AIM OF THE EXERCISE:
Copy the entries below, substituting "draw the boundary" for every occurrence of "trace the outline" and leaving everything else unchanged.

━━━━━ THE RECORDS

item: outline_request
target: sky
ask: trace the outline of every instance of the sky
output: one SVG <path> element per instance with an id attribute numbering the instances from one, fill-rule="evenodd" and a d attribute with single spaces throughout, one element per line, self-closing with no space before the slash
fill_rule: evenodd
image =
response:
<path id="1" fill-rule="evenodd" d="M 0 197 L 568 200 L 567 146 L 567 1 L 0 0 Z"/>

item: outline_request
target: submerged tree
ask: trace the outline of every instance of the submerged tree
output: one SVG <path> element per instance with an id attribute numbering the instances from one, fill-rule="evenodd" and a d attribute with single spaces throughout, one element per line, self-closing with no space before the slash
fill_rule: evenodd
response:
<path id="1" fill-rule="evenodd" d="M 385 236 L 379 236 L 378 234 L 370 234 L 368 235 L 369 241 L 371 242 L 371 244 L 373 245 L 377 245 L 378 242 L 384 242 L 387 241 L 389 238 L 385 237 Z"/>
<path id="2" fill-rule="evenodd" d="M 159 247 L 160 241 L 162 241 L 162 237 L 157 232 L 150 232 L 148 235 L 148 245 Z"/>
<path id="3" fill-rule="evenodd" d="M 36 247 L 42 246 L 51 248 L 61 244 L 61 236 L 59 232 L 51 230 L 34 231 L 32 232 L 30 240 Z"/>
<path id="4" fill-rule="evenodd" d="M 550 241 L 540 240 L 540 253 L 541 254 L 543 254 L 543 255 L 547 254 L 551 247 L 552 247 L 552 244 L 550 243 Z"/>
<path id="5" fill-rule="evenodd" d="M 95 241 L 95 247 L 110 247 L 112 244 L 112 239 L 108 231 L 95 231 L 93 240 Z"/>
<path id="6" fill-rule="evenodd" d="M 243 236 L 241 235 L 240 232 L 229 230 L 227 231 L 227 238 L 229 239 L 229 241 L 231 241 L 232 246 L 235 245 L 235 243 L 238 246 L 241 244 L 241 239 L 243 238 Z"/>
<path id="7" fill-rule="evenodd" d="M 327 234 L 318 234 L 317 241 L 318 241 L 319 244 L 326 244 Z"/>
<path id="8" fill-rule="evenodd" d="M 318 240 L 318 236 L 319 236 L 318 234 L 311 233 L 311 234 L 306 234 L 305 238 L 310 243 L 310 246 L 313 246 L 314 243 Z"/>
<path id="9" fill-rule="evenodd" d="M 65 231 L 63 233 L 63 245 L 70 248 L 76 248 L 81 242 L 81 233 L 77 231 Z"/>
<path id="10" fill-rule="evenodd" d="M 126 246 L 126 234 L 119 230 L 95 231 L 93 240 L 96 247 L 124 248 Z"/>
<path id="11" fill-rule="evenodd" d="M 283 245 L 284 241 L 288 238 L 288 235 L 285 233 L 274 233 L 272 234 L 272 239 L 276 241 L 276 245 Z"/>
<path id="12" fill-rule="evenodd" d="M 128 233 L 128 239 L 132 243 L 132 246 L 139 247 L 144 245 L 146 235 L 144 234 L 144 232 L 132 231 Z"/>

━━━━━━━━━━

FINAL ANSWER:
item: outline_request
target: sky
ask: draw the boundary of every instance of the sky
output: one SVG <path> element per instance with an id attribute numbering the instances from one, fill-rule="evenodd" and a d attribute with single spaces throughout, one element per line, self-closing with no space before the slash
fill_rule: evenodd
image =
response:
<path id="1" fill-rule="evenodd" d="M 0 197 L 568 200 L 567 146 L 567 1 L 0 0 Z"/>

item: outline_request
target: submerged tree
ask: draw the boundary of every instance of the submerged tree
output: one SVG <path> element per instance with an id attribute numbering the instances from one, fill-rule="evenodd" and a d attribute with single spaces throughout, one element per line, self-closing with no space before the slash
fill_rule: evenodd
response:
<path id="1" fill-rule="evenodd" d="M 385 236 L 379 236 L 378 234 L 370 234 L 368 235 L 369 241 L 371 242 L 371 244 L 373 245 L 377 245 L 378 242 L 384 242 L 387 241 L 389 238 L 385 237 Z"/>
<path id="2" fill-rule="evenodd" d="M 159 247 L 160 241 L 162 241 L 162 237 L 157 232 L 150 232 L 148 235 L 148 245 Z"/>
<path id="3" fill-rule="evenodd" d="M 36 247 L 42 246 L 51 248 L 61 244 L 61 236 L 59 232 L 51 230 L 34 231 L 32 232 L 30 240 Z"/>
<path id="4" fill-rule="evenodd" d="M 550 241 L 540 240 L 540 253 L 541 254 L 543 254 L 543 255 L 547 254 L 551 247 L 552 247 L 552 244 L 550 243 Z"/>
<path id="5" fill-rule="evenodd" d="M 95 241 L 95 247 L 110 247 L 112 244 L 112 239 L 108 231 L 95 231 L 93 240 Z"/>
<path id="6" fill-rule="evenodd" d="M 243 236 L 241 235 L 240 232 L 229 230 L 227 231 L 227 238 L 229 239 L 229 241 L 231 241 L 232 246 L 235 245 L 235 243 L 238 246 L 241 244 L 241 239 L 243 238 Z"/>
<path id="7" fill-rule="evenodd" d="M 327 234 L 318 234 L 317 241 L 318 241 L 319 244 L 326 244 Z"/>
<path id="8" fill-rule="evenodd" d="M 318 240 L 318 236 L 319 236 L 318 234 L 311 233 L 311 234 L 306 234 L 305 238 L 310 243 L 310 246 L 313 246 L 314 243 Z"/>
<path id="9" fill-rule="evenodd" d="M 65 231 L 63 233 L 63 245 L 70 248 L 76 248 L 81 242 L 81 233 L 77 231 Z"/>
<path id="10" fill-rule="evenodd" d="M 126 246 L 126 234 L 119 230 L 95 231 L 93 240 L 96 247 L 124 248 Z"/>
<path id="11" fill-rule="evenodd" d="M 283 245 L 284 241 L 288 238 L 288 235 L 285 233 L 274 233 L 272 234 L 272 239 L 276 241 L 276 245 Z"/>
<path id="12" fill-rule="evenodd" d="M 128 233 L 128 239 L 132 243 L 132 246 L 139 247 L 144 245 L 146 235 L 144 234 L 144 232 L 132 231 Z"/>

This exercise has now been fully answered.